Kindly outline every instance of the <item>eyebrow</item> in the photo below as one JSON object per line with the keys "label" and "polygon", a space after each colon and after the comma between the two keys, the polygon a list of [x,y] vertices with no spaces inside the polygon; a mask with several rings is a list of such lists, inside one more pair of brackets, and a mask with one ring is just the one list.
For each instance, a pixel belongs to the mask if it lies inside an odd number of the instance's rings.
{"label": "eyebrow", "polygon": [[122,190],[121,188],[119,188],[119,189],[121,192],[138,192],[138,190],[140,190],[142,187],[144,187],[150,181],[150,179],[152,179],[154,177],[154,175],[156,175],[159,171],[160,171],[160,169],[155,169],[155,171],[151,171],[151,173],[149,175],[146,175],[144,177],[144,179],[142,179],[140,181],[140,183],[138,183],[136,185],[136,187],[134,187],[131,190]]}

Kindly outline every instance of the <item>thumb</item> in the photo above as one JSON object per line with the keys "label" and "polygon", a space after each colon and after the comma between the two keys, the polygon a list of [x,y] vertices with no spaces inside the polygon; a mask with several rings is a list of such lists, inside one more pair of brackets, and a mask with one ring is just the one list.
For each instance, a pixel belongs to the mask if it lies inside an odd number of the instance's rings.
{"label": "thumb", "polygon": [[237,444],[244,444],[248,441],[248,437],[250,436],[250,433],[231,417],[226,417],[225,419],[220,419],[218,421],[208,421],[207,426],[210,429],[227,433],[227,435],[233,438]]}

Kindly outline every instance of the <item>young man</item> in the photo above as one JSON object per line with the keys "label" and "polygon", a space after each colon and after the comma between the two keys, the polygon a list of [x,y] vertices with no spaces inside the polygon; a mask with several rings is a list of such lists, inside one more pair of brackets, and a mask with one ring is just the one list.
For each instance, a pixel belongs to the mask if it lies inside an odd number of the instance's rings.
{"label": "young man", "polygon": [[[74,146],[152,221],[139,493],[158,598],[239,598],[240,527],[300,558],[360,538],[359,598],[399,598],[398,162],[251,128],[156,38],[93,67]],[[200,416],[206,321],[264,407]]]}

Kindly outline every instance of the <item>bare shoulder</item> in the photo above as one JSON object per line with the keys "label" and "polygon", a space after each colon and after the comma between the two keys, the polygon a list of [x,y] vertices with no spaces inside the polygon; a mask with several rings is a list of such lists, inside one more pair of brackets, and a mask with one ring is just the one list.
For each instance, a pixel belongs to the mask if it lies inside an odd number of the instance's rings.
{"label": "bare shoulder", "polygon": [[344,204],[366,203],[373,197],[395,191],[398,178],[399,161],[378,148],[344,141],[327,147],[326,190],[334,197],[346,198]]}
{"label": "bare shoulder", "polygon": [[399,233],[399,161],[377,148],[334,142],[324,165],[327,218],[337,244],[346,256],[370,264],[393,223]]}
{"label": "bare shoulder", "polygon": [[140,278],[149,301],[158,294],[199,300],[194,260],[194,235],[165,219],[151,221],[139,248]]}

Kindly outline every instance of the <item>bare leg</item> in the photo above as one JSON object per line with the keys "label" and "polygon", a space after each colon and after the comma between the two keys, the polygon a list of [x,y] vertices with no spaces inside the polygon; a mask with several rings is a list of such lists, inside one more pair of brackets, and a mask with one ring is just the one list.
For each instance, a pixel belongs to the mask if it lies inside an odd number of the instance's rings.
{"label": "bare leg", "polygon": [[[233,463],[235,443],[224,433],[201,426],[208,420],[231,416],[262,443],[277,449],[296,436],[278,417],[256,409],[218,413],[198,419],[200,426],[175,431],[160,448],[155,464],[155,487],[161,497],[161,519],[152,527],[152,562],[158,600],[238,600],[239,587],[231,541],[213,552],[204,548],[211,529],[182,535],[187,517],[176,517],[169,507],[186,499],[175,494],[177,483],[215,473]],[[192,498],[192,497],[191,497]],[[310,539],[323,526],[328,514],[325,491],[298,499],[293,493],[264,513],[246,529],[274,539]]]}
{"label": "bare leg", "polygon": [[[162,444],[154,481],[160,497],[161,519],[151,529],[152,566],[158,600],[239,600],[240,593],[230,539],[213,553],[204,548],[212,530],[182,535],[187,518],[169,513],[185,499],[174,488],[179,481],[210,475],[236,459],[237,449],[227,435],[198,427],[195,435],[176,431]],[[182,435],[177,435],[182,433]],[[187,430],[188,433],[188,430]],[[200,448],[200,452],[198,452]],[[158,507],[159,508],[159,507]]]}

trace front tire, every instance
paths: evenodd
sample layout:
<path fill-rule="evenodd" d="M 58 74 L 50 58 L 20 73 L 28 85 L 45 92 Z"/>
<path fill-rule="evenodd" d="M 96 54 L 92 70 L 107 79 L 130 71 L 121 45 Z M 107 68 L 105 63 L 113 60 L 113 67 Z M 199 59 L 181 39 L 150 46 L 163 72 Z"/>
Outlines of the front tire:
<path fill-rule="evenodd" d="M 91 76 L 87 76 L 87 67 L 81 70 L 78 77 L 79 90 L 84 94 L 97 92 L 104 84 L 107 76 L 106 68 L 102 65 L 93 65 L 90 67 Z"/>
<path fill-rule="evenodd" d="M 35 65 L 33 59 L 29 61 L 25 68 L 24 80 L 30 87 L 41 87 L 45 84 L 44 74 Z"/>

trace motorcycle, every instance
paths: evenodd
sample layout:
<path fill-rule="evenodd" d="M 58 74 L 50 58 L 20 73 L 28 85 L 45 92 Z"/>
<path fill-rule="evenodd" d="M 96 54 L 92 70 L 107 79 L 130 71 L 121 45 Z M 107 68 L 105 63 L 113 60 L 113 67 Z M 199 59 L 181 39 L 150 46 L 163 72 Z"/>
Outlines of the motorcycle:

+-------+

Objective → Repeat all of the entries exactly.

Written answer →
Kindly outline every instance of the <item>eyebrow</item> in the photo below as one JSON object per line with the keys "label" and "polygon", a space after each colon and after the comma between the two keys, the polygon a list of [x,y] vertices with no spaces inside the polygon; a mask with several rings is a list of such lists, inside one more pair of brackets, and a mask with one ring is just the one list.
For each instance, a pixel belongs to the mask if it lies inside an odd number of the instance's rings.
{"label": "eyebrow", "polygon": [[122,190],[121,188],[119,188],[119,189],[121,192],[138,192],[138,190],[140,190],[142,187],[144,187],[150,181],[150,179],[152,179],[154,177],[154,175],[156,175],[159,171],[160,171],[160,169],[155,169],[155,171],[151,171],[151,173],[149,175],[146,175],[144,177],[144,179],[142,179],[140,181],[140,183],[138,183],[136,185],[136,187],[134,187],[131,190]]}

Kindly outline every instance of the <item>thumb</item> in the photo above as one JSON object per line with the keys "label" and "polygon", a space after each colon and after the comma between the two keys, the polygon a list of [x,y] vertices with no spaces inside the polygon; a mask with several rings is a list of such lists, inside one more pair of brackets, and a mask with one ring is just the one list.
For each instance, a pixel belongs to the mask if it lies inside an odd number of the instance's rings.
{"label": "thumb", "polygon": [[237,444],[244,444],[248,441],[248,437],[250,436],[250,433],[231,417],[226,417],[225,419],[220,419],[218,421],[208,421],[207,426],[210,429],[227,433],[227,435],[233,438]]}

Kindly outline every instance of the <item>young man</item> in the photo above as one JSON object per line with the keys "label" and "polygon", a space after each colon and after the comma between the two keys, the polygon a list of [x,y] vertices with no spaces inside the polygon; a mask with several rings is a list of such lists, inside one more pair of brackets, and a mask with one ring is just the one list.
For each instance, a pixel belongs to the mask if it lies inside an odd number of the instance's rings.
{"label": "young man", "polygon": [[[74,146],[152,221],[139,493],[158,598],[239,598],[240,527],[300,558],[360,538],[359,598],[399,598],[398,162],[251,128],[156,38],[93,67]],[[200,416],[206,321],[264,407]]]}

Kindly outline every instance of the <item>bare shoulder</item> in the photo above as one JSON object per line with the keys "label" and "polygon", a space after each colon and after the comma between the two keys, the polygon a list of [x,y] vertices with no spaces inside the polygon; a mask with several rings is a list of such lists, inside one more pair of brackets, and a mask with one ring is just the one list.
For each instance, a pixel belongs to the mask if it lies inside an odd number of the instance's rings.
{"label": "bare shoulder", "polygon": [[344,204],[366,203],[373,197],[395,191],[398,178],[399,161],[378,148],[344,141],[327,147],[326,190],[334,197],[346,198]]}
{"label": "bare shoulder", "polygon": [[399,233],[399,161],[377,148],[334,142],[324,165],[327,218],[337,244],[346,256],[370,264],[393,223]]}
{"label": "bare shoulder", "polygon": [[140,278],[149,301],[158,294],[199,300],[194,260],[194,235],[165,219],[151,221],[139,248]]}

Kindly outline every instance of the <item>bare leg</item> in the photo above as one JSON object per line with the keys "label" and "polygon", a space after each colon and after the comma between the two keys, the polygon a list of [x,y] vertices with no spaces inside the polygon; a mask with several rings is a list of such lists, inside one more pair of brackets, and a mask with one ring is just the one list.
For each instance, a pixel belongs to the mask if it lies inside an odd number of the instance's rings.
{"label": "bare leg", "polygon": [[[233,463],[235,443],[224,433],[201,426],[208,420],[231,416],[262,443],[277,449],[296,436],[278,417],[256,409],[218,413],[198,419],[200,426],[175,431],[160,448],[155,464],[155,487],[161,497],[161,519],[152,527],[152,562],[158,600],[238,600],[239,587],[231,541],[213,552],[204,548],[211,529],[182,535],[187,517],[176,517],[169,507],[186,499],[175,494],[177,483],[215,473]],[[192,498],[192,497],[191,497]],[[310,539],[323,526],[328,514],[325,491],[298,499],[293,493],[264,513],[246,529],[274,539]]]}
{"label": "bare leg", "polygon": [[[162,444],[154,481],[160,497],[161,519],[151,529],[152,566],[158,600],[239,600],[240,593],[230,539],[213,553],[204,548],[212,530],[182,535],[187,518],[169,513],[185,499],[174,488],[179,481],[210,475],[236,459],[237,449],[227,435],[198,427],[195,435],[176,431]],[[182,435],[177,435],[182,433]],[[187,430],[188,433],[188,430]],[[200,448],[200,452],[198,452]],[[158,507],[159,508],[159,507]]]}

trace front tire, every instance
paths: evenodd
sample layout:
<path fill-rule="evenodd" d="M 58 74 L 50 58 L 20 73 L 28 85 L 45 92 Z"/>
<path fill-rule="evenodd" d="M 96 54 L 92 70 L 107 79 L 130 71 L 121 45 Z M 107 68 L 105 63 L 113 60 L 113 67 Z M 199 59 L 181 39 L 150 46 L 163 72 Z"/>
Outlines of the front tire:
<path fill-rule="evenodd" d="M 91 76 L 87 76 L 87 67 L 81 70 L 78 77 L 79 90 L 84 94 L 97 92 L 104 84 L 107 76 L 106 68 L 102 65 L 93 65 L 90 67 Z"/>
<path fill-rule="evenodd" d="M 35 65 L 33 59 L 29 61 L 25 68 L 24 80 L 30 87 L 41 87 L 45 84 L 44 74 Z"/>

trace motorcycle, every instance
paths: evenodd
sample layout:
<path fill-rule="evenodd" d="M 58 74 L 50 58 L 20 73 L 28 85 L 45 92 Z"/>
<path fill-rule="evenodd" d="M 96 54 L 92 70 L 107 79 L 130 71 L 121 45 Z M 107 68 L 105 63 L 113 60 L 113 67 Z M 199 59 L 181 39 L 150 46 L 163 72 Z"/>
Outlines of the motorcycle:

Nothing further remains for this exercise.